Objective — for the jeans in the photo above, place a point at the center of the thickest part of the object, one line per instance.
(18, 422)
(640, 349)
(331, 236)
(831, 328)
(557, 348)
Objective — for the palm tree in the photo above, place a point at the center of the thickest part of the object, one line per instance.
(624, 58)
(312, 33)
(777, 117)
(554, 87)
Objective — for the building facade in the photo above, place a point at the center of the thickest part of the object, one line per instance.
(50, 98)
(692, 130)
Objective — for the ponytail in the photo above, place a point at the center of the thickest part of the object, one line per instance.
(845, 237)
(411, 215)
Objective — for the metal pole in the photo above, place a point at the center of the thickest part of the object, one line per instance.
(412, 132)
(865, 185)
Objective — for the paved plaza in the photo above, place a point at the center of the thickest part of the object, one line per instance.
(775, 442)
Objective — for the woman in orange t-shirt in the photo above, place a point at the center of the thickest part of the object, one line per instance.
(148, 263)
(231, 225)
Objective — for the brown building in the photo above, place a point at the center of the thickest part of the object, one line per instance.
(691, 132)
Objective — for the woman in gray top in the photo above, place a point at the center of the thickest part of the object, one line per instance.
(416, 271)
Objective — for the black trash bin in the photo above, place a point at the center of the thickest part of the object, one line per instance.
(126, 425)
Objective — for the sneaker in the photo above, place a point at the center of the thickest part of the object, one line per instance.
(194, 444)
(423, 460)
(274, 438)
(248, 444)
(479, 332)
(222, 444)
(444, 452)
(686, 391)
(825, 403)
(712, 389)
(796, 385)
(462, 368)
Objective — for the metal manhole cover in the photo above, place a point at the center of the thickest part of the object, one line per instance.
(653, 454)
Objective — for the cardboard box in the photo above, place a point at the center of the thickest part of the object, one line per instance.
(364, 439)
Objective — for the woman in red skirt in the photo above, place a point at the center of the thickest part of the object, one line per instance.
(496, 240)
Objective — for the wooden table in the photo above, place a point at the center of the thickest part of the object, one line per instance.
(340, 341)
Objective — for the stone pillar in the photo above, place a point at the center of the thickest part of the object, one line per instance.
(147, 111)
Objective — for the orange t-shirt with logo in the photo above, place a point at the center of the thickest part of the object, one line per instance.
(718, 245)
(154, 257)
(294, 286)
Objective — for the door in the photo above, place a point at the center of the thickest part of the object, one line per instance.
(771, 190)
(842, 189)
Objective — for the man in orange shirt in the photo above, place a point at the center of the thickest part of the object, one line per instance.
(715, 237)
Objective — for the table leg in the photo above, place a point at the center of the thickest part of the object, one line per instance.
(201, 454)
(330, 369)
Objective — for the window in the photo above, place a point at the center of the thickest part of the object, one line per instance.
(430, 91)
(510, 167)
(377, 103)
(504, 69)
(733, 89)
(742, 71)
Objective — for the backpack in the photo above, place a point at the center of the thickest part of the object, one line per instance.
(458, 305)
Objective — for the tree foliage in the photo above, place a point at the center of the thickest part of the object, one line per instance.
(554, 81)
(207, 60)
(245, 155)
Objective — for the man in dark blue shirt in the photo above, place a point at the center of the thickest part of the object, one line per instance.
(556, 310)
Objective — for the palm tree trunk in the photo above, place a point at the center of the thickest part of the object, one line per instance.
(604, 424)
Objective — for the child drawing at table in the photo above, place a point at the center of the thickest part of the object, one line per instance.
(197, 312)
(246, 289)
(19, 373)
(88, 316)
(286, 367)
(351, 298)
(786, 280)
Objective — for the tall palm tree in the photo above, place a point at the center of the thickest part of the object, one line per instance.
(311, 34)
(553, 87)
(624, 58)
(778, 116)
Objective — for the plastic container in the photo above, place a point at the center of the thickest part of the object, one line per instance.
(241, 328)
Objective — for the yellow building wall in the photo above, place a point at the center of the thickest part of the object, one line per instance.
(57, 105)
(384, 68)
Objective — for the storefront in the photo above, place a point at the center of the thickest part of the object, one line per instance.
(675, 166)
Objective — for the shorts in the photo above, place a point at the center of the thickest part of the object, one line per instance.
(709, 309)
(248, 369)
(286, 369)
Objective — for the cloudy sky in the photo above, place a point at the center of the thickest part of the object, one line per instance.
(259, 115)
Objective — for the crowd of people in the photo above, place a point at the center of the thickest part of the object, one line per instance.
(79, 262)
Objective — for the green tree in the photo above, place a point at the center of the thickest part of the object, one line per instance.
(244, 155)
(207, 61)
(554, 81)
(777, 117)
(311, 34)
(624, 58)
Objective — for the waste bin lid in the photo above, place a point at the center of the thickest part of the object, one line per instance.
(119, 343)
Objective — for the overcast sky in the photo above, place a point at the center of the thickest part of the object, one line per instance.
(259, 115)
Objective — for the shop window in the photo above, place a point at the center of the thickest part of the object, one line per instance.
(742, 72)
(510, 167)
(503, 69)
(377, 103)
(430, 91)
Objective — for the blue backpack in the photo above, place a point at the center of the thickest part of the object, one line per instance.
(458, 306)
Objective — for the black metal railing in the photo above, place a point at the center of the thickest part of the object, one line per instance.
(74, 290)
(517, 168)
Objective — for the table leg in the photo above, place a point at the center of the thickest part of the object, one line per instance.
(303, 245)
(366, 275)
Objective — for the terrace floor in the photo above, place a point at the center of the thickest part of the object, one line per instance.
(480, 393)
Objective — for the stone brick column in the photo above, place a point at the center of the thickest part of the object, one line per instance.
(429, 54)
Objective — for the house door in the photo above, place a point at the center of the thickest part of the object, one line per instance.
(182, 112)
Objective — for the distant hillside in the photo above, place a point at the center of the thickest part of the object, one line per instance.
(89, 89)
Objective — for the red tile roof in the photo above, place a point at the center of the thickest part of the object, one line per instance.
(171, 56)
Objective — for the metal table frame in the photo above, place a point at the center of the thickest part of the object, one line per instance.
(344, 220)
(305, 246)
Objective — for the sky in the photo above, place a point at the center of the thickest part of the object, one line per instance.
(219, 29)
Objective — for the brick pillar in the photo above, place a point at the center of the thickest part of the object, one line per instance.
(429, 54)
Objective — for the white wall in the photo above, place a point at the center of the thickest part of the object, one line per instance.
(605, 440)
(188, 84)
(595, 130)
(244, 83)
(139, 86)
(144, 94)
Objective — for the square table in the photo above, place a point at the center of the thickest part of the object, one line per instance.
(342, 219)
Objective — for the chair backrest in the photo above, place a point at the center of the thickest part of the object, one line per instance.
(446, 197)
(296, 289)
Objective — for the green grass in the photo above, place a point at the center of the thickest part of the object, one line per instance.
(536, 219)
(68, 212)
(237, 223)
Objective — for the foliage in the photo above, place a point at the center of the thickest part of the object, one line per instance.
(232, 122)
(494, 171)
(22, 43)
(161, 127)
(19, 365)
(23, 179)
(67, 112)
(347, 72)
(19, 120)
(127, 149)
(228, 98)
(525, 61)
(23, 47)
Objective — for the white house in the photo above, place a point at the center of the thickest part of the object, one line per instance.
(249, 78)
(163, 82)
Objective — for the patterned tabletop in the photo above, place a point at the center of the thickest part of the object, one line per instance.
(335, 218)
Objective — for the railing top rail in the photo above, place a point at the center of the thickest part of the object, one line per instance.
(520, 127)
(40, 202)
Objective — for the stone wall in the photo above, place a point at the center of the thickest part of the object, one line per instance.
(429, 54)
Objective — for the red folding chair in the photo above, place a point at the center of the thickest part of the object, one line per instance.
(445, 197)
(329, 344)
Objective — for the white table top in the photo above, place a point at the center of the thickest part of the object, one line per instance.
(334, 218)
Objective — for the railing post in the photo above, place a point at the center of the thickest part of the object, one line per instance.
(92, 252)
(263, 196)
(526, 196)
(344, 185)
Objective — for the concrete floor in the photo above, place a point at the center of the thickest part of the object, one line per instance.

*Short problem*
Give back the whole listing exactly as it reads.

*The answer*
Objective — for the jeans in the photo above, place a point at the center of the thickest part of the object, one line per instance.
(18, 422)
(640, 349)
(331, 236)
(831, 328)
(557, 348)
Objective — for the palm tree in the photo above, place a point at the center of the thickest part of the object, one line per instance.
(624, 58)
(312, 33)
(777, 117)
(554, 87)
Objective — for the building facade in the photo above, place a point at the center of the thickest part of the object, one line per instance.
(50, 98)
(692, 130)
Objective — for the ponytail in the photo above, place a point at the center of the thickest part of the object, one line per instance.
(845, 237)
(411, 215)
Objective — for the metal pole in the photo above, place a point at the center of the thickest part of the object, one line per instance.
(412, 132)
(865, 185)
Objective — for the paved plaza in the photo above, place a point at the center of the thickest part of the object, one line per instance.
(775, 442)
Objective — for the woman in orange t-shirt in the photo above, place a point at the center of the thickest part of the object, one line per instance.
(148, 263)
(231, 225)
Objective — for the brown building in the photo above, place a point at the center of the thickest part of the object, one line per instance.
(691, 132)
Objective — for the woman in gray top in the photo above, place a point at the center of the thickest part of the object, one line per instance.
(416, 271)
Objective — for the black trash bin in the photo above, place a point at the center of the thickest part of the object, one line per instance.
(126, 425)
Objective — for the sneaker in the photo above, place a point at the center of the thickest part of the object, one line per instance.
(194, 444)
(423, 460)
(274, 438)
(248, 444)
(479, 332)
(222, 444)
(444, 452)
(686, 391)
(825, 403)
(712, 389)
(796, 385)
(462, 368)
Objective — for the metal manhole cover in the photo above, place a point at the center of the thickest part of the object, one line per instance.
(653, 454)
Objective — for the cardboard box in the photo above, place a point at the center of the thickest part of the object, one line per instance.
(364, 439)
Objective — for the woman in red skirt in the photo above, place a point at the center of the thickest part of the object, one line per instance.
(496, 240)
Objective — for the wooden table in the photo above, place a point at the center of the thickest part of the object, one line per instance.
(340, 341)
Objective — for the stone pillar in the photo above, place a point at the center of the thickest part of the object, one line per instance.
(147, 111)
Objective — for the orange t-shirt with logo in the photo above, place a point at the center of the thickest part of the object, one line per instance.
(718, 245)
(154, 257)
(294, 286)
Objective — for the door in the photo above, place a point at the center of the thickest part of the object, one line per instance.
(771, 190)
(842, 189)
Objective — for the man in orange shirt in the photo above, place a point at the center of the thickest part of the object, one line per instance.
(715, 237)
Objective — for the table leg in the photo above, place a point at the center of the thickest part of the object, one line per instance.
(201, 454)
(330, 369)
Objective — for the window in the photo above, place a point at the center of the thickest part of the object, one line per instance.
(430, 91)
(510, 167)
(377, 103)
(504, 69)
(733, 89)
(742, 71)
Objective — for the backpack in the photo above, place a point at the center of the thickest part of the object, one line per instance.
(458, 305)
Objective — for the tree foliage in the photo above, place a point at the center of the thickest part of the object, one line per instance.
(554, 81)
(207, 60)
(245, 155)
Objective — for the man in dark blue shirt in the photo above, place a point at the center of the thickest part of the object, one line per instance.
(556, 310)
Objective — for the palm tree trunk in the photo above, place a point at the center of the thickest part of the object, one line per instance.
(604, 424)
Objective — for the child drawing at table in the photo above, place a point at the center of the thickest part of the object, one line per instance.
(197, 312)
(246, 289)
(19, 373)
(88, 316)
(286, 367)
(351, 298)
(786, 280)
Objective — for the tall palm tree in the photo above, place a point at the center of the thickest part of the object, one line per instance.
(311, 34)
(553, 87)
(624, 58)
(778, 116)
Objective — for the plastic container in the photo above, place a point at the center of the thickest part of the object, one line per instance.
(241, 328)
Objective — for the yellow building wall in the photo above, place a point at the center of the thickest part of the object, one line per instance.
(57, 105)
(384, 68)
Objective — for the storefront in the photo above, place a point at the center of the thickest part of the object, one line per instance.
(675, 166)
Objective — for the shorts in the photo above, place a point at the center of the thickest part of the object, one line per instance.
(709, 309)
(248, 369)
(286, 369)
Objective — for the cloudy sky in the photo above, place a point at the center of the thickest part of the object, one line per instance.
(259, 115)
Objective — for the crowd of people in the photo above, place a point at the center of the thickest part of the object, one line per instance.
(79, 262)
Objective — for the green tree in the photo above, place a point at the center of the thickest part of the object, one line per instance.
(244, 155)
(207, 61)
(554, 81)
(777, 117)
(311, 34)
(624, 58)
Objective — for the waste bin lid in the photo above, place a point at the center of the thickest part of the object, one line per instance.
(119, 343)
Objective — for the overcast sky in the photo above, place a point at the center of the thickest part of the object, one line per instance.
(259, 115)
Objective — for the shop window in the photo above, place a point at the center of the thickest part of the object, one line per instance.
(742, 72)
(510, 167)
(503, 69)
(377, 103)
(430, 91)
Objective — for the blue backpack in the photo above, place a point at the center of the thickest part of the object, one line per instance.
(458, 306)
Objective — for the black metal railing in the photo above, place a point at the center of the thickest part of the object, one line per instance.
(74, 290)
(517, 168)
Objective — for the table leg in the photo above, place a point at the center of the thickest part of the object, one line per instance.
(303, 245)
(366, 275)
Objective — for the terrace floor in the photo above, place a point at the center of the thickest part of the object, one line per instance.
(480, 393)
Objective — for the stone brick column in the photo above, place a point at the center of the thickest part of the object, one line per instance.
(429, 54)
Objective — for the house door in the photo above, place a point at the center of the thickest part of the object, one line per instance.
(182, 112)
Objective — for the distant hillside in the photo above, place a point at the center of the thickest part of the object, one line per instance.
(89, 89)
Objective — for the red tile roof in the photo above, place a point at the center of the thickest part of the object, one line per instance.
(171, 56)
Objective — for the metal table frame in the photo above, place a point at the center of the thickest part of the object, one line per instance.
(344, 220)
(305, 246)
Objective — for the sky in the photo above, place a point at the center of the thickest part of the object, one line per instance.
(219, 29)
Objective — for the brick pillar in the photo above, place a point at the center of the thickest part of the object, one line per instance.
(429, 54)
Objective — for the white wall in the photo above, place a point at the center of the thickest part of the object, one line per instance.
(605, 440)
(188, 84)
(595, 130)
(244, 83)
(139, 86)
(144, 94)
Objective — for the square table in the photo above, place a point at the center of the thickest part of the object, one line per instance.
(342, 219)
Objective — for the chair backrest in the photo above, place a point at the center of the thickest part of the object, one line per instance.
(446, 197)
(296, 289)
Objective — for the green grass in the photo above, place a point at the center of the thickest part of the object, one line per instance.
(536, 219)
(68, 212)
(237, 223)
Objective — for the foliage in the photo above, place a point at the center of the thickest part of the object, one line per instance.
(232, 122)
(494, 171)
(22, 43)
(161, 127)
(19, 365)
(23, 179)
(67, 112)
(347, 72)
(19, 120)
(127, 149)
(228, 98)
(525, 61)
(23, 47)
Objective — for the white house in the photo above, place a point at the center of the thickest part of the object, one line per instance.
(249, 78)
(163, 82)
Objective — for the patterned tabletop in the photo above, place a point at the center of the thickest part of the object, one line per instance.
(335, 218)
Objective — for the railing top rail in the photo above, place a point at the center of the thickest part of the object, one line per instance.
(520, 127)
(40, 202)
Objective — for the stone wall in the photo above, place a point at the center of the thickest part of the object, one line per instance.
(429, 54)
Objective — for the red folding chair in the photo above, place a point at the center of the thickest part of the object, one line per instance.
(445, 197)
(329, 344)
Objective — for the white table top in the photo above, place a point at the center of the thickest part of the object, one line per instance.
(334, 218)
Objective — for the railing post in the photo above, place a point at the center of the thickest part of the object, one line per instance.
(92, 252)
(263, 196)
(526, 196)
(344, 185)
Objective — for the concrete floor in the photo above, place a point at the center of the thickest part of the object, one line per instance.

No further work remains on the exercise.